Each line of the listing below, from the very first to the one that contains "The component shall identify every instance of the boy's raised", is to be retyped exactly as it stands.
::::::
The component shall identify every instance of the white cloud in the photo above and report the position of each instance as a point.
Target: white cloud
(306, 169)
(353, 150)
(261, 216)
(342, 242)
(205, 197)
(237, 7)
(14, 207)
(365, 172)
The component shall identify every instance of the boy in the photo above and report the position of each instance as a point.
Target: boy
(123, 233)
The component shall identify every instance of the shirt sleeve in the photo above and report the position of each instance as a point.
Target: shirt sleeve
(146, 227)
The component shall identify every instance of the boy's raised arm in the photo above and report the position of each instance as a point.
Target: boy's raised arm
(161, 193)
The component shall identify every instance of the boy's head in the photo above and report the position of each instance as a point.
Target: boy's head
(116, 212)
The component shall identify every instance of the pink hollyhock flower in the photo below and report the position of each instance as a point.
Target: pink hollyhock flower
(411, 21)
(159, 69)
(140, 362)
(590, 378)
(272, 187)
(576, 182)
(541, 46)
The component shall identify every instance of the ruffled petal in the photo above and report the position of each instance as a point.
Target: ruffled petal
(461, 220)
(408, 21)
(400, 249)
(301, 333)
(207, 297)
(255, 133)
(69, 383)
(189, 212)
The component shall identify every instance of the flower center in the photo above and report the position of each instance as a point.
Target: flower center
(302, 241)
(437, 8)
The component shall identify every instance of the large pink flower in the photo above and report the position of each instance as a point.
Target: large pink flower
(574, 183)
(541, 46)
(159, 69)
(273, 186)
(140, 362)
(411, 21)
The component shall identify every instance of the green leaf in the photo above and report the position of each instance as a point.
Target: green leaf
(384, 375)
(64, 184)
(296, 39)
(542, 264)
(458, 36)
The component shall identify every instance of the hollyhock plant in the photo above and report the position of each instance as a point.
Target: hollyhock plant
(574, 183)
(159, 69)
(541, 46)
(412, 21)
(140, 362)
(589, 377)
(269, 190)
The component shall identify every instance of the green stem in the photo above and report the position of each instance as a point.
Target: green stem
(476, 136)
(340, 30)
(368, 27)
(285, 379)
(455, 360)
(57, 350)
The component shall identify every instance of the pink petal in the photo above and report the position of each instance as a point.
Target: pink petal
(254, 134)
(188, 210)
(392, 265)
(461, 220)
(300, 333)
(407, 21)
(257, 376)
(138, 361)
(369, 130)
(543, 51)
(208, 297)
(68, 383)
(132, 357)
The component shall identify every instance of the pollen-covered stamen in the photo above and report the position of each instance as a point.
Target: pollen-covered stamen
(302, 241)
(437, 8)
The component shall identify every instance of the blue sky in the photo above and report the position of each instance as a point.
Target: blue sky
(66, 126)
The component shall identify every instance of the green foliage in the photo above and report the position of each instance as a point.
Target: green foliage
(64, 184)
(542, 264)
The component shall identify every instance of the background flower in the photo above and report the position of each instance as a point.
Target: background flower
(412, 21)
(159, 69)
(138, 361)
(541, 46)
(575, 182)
::::::
_Answer box_
The component shall identify every instance of the white cloud in the photo above and report the position of each instance as a point.
Target: white cloud
(306, 169)
(353, 150)
(261, 216)
(342, 242)
(205, 197)
(237, 7)
(14, 207)
(365, 172)
The component shall identify every instance of the boy in the photo above and report the position of each instance as a point.
Target: boy
(123, 233)
The component shall identify every instance of the shirt sleeve in the photo above and report the position of each instance as a point.
Target: shirt sleeve
(146, 227)
The component shall identify every instance of the boy's raised arm in the photo above and report the position of each instance as a point.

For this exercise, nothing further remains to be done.